• **Directions for this task**
Summarize the passage about Karnavati University's interdisciplinary approach in two sentences.

Karnavati University, through its School of Computational Intelligence (USCI), has re-imagined interdisciplinary space for its students with curiosity, compassion & creativity.

We are rediscovering what our ancestors knew thousands of years ago – the fact that a multi-disciplinary approach mirrors situations in our lives and equips both the teacher and the student with a diverse range of skills to include analysis, synthesis, communication, problem-solving, critical thinking, time management, primary research methodologies, teamwork, among others. Designers with a combination of skills in design, technology and arts are the future of the design and manufacturing industries,” says Ritesh Hada, President, Karnavati University.

Hada believes in a simple concept – that it is vital to understand the Human at the centre of all endeavours to better design the objects, interfaces and technologies that we use or that the social and behavioural sciences are just as important as material sciences in the human quest for motivation, happiness and fulfilment. This belief is reflected at Karnavati University through new courses, studios, labs and futuristic curriculum

Col. Surojit Bose, Director – Academics, Administration & International Collaboration at the Unitedworld Institute of Design (UID) – a constituent college under Karnavati University – shares, “We at UID have created an interdisciplinary space with curiosity, compassion and creativity embracing precepts and concepts which fuses high-tech/social and behavioural-sciences/ psychology in a future-ready interdisciplinary curriculum to give each UID student an edge over the competition.”

USCI has developed a number of interdisciplinary curriculums which combines several disciplines like technology, liberal arts, design and business into one active project or is organized to cut across subject-matter lines, bringing together various aspects of the curriculum into meaningful association. USCI includes four specializations of Data Analytics, Artificial Intelligence and Machine Learning, Robotics & Automation and Cryptography & Block Chain – each specialization focusing on promoting innovation and creative thinking.

• **Available data**
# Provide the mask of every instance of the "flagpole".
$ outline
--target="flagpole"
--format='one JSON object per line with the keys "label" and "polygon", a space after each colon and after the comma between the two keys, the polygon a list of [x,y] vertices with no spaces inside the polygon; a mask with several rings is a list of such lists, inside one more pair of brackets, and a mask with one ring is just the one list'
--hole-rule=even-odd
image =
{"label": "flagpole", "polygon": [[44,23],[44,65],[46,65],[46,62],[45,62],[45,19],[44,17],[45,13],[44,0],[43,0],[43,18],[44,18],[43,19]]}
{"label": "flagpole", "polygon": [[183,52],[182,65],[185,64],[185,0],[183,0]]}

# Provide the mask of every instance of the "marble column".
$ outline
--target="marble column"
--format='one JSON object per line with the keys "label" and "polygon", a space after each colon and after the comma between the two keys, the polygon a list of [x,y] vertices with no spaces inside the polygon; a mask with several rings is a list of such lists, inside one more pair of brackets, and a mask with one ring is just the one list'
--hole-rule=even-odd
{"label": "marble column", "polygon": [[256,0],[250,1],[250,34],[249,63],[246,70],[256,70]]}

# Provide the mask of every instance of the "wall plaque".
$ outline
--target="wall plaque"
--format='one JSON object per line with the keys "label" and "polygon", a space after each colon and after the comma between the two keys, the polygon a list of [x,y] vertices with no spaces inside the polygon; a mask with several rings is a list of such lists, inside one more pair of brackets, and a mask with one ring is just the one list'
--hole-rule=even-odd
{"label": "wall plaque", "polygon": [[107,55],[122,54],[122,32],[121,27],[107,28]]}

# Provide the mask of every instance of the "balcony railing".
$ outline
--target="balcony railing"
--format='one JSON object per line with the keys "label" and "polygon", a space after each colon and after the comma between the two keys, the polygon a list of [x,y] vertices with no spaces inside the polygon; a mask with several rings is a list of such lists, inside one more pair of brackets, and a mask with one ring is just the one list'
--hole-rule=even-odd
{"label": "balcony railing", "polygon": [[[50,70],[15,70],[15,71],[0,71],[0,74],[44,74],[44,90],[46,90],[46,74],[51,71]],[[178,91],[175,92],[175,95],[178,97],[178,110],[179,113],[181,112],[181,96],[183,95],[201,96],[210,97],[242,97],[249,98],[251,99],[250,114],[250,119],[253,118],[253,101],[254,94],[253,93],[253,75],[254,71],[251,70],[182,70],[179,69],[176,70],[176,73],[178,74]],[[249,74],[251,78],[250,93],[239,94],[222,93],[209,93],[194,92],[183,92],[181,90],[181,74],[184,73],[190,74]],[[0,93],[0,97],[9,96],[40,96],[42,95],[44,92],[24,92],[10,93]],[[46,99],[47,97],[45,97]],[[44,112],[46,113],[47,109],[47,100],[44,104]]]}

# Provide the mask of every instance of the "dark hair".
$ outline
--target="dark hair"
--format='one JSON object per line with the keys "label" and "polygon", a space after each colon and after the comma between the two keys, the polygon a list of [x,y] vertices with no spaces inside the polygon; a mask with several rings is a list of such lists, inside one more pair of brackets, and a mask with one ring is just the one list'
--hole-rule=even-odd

--

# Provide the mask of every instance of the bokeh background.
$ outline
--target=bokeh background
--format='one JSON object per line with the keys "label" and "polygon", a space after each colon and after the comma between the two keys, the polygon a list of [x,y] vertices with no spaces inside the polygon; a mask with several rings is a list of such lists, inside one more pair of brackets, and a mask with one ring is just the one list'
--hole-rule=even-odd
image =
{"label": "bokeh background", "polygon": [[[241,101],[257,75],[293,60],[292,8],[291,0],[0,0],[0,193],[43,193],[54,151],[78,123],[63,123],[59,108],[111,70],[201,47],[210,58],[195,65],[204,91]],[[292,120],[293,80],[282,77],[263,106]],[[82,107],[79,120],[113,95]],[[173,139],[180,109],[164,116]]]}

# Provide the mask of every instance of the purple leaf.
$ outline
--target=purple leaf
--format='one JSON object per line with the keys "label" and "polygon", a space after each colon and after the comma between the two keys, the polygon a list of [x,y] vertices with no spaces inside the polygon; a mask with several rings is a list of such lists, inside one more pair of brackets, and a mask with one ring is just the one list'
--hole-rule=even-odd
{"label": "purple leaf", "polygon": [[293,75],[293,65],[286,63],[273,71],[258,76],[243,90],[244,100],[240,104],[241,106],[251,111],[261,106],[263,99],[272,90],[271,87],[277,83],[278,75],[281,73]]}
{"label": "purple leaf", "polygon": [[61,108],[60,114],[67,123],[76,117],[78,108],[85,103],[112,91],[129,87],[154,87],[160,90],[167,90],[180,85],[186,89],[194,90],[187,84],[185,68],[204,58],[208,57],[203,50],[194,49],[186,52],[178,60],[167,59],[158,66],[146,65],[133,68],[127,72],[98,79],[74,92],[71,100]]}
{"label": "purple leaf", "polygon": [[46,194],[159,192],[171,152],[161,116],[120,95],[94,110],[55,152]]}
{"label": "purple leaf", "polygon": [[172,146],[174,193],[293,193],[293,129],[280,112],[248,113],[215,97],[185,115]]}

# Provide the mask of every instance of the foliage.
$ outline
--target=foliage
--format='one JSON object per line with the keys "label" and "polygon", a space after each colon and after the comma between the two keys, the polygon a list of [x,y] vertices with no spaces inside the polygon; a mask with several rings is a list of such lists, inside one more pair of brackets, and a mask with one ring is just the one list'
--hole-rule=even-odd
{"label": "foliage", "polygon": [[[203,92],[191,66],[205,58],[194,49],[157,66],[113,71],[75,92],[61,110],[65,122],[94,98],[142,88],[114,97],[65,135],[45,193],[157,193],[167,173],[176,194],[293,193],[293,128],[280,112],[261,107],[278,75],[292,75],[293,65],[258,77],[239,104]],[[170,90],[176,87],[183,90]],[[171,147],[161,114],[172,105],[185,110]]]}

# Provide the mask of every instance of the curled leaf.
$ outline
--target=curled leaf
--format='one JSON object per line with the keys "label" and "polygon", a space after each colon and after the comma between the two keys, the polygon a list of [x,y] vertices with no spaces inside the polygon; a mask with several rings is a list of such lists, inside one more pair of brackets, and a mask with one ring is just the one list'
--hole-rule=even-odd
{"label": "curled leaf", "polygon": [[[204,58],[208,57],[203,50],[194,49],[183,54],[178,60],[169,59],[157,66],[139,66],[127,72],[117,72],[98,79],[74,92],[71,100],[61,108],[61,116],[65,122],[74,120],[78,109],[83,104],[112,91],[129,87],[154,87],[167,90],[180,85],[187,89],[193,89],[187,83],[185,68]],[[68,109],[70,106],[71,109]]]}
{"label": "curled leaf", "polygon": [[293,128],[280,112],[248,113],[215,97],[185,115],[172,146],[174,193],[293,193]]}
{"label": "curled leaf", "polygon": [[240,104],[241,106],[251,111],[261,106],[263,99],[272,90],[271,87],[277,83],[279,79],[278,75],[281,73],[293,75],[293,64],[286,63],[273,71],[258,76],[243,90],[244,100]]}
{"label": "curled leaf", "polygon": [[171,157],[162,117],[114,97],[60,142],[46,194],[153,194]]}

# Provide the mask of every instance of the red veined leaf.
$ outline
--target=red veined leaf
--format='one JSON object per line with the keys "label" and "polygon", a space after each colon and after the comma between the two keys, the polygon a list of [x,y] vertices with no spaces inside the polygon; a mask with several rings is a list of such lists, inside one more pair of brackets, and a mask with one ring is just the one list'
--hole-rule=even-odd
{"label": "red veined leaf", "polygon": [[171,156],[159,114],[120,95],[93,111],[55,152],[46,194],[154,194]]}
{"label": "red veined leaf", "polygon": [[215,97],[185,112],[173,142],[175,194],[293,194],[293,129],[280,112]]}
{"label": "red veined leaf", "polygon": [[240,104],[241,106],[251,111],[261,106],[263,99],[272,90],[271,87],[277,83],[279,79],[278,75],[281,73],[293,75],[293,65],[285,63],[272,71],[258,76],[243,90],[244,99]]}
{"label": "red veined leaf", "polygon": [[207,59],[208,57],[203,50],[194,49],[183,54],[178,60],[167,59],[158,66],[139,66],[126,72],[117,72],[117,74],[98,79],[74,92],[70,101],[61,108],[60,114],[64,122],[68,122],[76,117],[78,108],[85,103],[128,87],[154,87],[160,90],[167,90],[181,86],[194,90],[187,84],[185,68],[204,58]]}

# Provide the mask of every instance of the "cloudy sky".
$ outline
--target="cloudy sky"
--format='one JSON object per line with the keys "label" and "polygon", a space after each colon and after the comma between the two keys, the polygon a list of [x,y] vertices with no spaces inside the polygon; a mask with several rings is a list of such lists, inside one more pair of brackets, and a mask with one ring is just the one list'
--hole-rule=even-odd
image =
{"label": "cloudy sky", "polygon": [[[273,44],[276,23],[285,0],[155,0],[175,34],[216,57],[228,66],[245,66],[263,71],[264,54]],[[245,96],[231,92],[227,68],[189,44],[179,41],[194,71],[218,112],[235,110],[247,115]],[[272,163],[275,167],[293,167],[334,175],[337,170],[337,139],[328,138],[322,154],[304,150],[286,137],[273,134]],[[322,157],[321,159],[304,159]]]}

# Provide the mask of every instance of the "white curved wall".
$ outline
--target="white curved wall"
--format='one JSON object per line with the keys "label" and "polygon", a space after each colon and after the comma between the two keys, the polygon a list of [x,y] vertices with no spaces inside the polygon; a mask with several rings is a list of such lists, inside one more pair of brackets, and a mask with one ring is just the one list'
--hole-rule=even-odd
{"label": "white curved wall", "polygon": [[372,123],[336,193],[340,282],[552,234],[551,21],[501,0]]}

• **Reply**
Karnavati University, through its School of Computational Intelligence (USCI), has re-imagined interdisciplinary space for its students, and its president, Ritesh Hada, holds that a multi-disciplinary approach builds a diverse range of skills and that understanding the human at the center of all endeavors is vital to better design. USCI has developed interdisciplinary curriculums that combine technology, liberal arts, design and business, and it offers four specializations: Data Analytics, Artificial Intelligence and Machine Learning, Robotics & Automation, and Cryptography & Block Chain.